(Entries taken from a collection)
↓

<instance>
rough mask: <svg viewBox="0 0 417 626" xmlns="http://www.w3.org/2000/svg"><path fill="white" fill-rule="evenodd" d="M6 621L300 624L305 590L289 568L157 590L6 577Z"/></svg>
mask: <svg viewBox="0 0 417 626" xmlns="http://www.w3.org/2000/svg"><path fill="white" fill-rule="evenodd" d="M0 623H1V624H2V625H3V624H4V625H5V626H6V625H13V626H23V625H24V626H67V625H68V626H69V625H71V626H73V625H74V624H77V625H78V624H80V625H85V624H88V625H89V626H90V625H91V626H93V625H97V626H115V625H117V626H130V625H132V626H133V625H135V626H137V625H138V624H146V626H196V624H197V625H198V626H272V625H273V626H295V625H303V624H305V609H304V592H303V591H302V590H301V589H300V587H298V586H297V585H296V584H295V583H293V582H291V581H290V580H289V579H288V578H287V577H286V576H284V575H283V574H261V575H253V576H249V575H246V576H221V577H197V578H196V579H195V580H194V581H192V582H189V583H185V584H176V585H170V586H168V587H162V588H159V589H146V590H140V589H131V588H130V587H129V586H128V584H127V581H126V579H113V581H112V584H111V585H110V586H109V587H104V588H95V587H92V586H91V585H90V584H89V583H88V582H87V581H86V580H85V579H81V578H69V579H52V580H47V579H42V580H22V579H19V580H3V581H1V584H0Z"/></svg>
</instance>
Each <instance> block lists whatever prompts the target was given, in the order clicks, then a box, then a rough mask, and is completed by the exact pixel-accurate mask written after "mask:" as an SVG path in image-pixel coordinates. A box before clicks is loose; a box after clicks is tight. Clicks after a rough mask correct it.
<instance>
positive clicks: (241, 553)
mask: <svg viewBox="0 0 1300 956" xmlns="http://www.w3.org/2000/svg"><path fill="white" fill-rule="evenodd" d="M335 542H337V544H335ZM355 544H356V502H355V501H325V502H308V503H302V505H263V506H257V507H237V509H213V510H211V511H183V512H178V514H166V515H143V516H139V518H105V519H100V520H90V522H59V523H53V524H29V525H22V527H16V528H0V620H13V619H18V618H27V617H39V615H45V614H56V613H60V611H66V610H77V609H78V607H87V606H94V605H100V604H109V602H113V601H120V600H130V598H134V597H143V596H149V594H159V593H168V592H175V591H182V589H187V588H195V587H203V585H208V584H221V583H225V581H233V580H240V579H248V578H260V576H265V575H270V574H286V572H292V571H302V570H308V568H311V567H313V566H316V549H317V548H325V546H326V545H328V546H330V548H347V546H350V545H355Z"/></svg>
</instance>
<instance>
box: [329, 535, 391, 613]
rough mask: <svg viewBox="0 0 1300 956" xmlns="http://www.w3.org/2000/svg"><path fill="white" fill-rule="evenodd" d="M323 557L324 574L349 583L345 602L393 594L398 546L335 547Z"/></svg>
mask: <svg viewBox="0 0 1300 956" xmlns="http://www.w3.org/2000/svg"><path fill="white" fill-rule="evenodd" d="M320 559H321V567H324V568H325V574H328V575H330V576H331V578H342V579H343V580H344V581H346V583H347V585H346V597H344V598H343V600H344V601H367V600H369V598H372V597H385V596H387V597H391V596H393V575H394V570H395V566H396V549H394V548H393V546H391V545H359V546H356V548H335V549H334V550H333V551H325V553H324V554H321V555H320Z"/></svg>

↑

TASK TO CARRY OUT: Line by line, retype the data exactly as written.

RESPONSE AREA:
<instance>
rough mask: <svg viewBox="0 0 417 626" xmlns="http://www.w3.org/2000/svg"><path fill="white" fill-rule="evenodd" d="M6 621L300 624L305 590L289 568L157 590L6 577Z"/></svg>
mask: <svg viewBox="0 0 417 626" xmlns="http://www.w3.org/2000/svg"><path fill="white" fill-rule="evenodd" d="M0 623H1V624H2V625H3V624H4V625H5V626H6V625H13V626H23V625H24V626H67V625H68V626H69V625H71V626H73V625H74V624H77V625H78V624H80V625H85V624H88V625H89V626H90V625H91V626H93V625H97V626H115V625H117V626H130V625H132V626H133V625H135V626H137V625H138V624H146V626H196V624H197V625H198V626H272V625H273V626H295V625H303V624H305V609H304V592H303V591H302V590H301V589H300V587H298V586H297V585H296V584H295V583H293V582H291V581H290V580H289V579H288V578H287V577H286V576H284V575H283V574H261V575H253V576H249V575H246V576H221V577H197V578H196V579H195V580H194V581H192V582H189V583H185V584H176V585H170V586H168V587H162V588H159V589H146V590H140V589H131V588H130V587H129V586H128V584H127V581H126V579H113V581H112V584H111V585H110V586H109V587H104V588H95V587H92V586H91V585H90V584H89V583H88V582H87V581H86V580H85V579H81V578H69V579H52V580H47V579H42V580H22V579H19V580H3V581H1V584H0Z"/></svg>
</instance>
Each <instance> block lists whatever prompts the target was given, in the order clicks, then a box, then a rough mask, and is completed by the exact pixel-accurate mask written after "mask:" as an SVG path in image-pixel coordinates. A box before clicks is loose; a box after clicks is tight. Clicks after a rough mask correct it.
<instance>
positive clicks: (241, 553)
mask: <svg viewBox="0 0 1300 956" xmlns="http://www.w3.org/2000/svg"><path fill="white" fill-rule="evenodd" d="M335 542H337V544H335ZM355 544H356V502H355V501H325V502H308V503H302V505H263V506H257V507H237V509H213V510H211V511H183V512H178V514H166V515H143V516H139V518H105V519H100V520H90V522H59V523H53V524H29V525H22V527H16V528H0V620H13V619H18V618H27V617H39V615H45V614H56V613H60V611H66V610H77V609H78V607H87V606H94V605H100V604H109V602H113V601H120V600H130V598H134V597H143V596H149V594H159V593H168V592H175V591H182V589H187V588H195V587H203V585H208V584H221V583H225V581H233V580H240V579H248V578H260V576H265V575H270V574H286V572H292V571H302V570H308V568H311V567H313V566H316V549H317V548H325V546H326V545H328V546H330V548H347V546H350V545H355Z"/></svg>
</instance>
<instance>
box: [329, 535, 391, 613]
rough mask: <svg viewBox="0 0 1300 956" xmlns="http://www.w3.org/2000/svg"><path fill="white" fill-rule="evenodd" d="M323 557L324 574L349 583L345 602L393 594L398 546L335 547Z"/></svg>
mask: <svg viewBox="0 0 1300 956" xmlns="http://www.w3.org/2000/svg"><path fill="white" fill-rule="evenodd" d="M320 559H321V567H324V568H325V574H328V575H330V576H331V578H342V579H343V580H344V581H346V583H347V585H346V597H344V598H343V600H344V601H367V600H369V598H372V597H385V596H387V597H391V596H393V575H394V570H395V566H396V549H394V548H393V546H391V545H359V546H356V548H335V549H334V550H333V551H325V553H324V554H321V555H320Z"/></svg>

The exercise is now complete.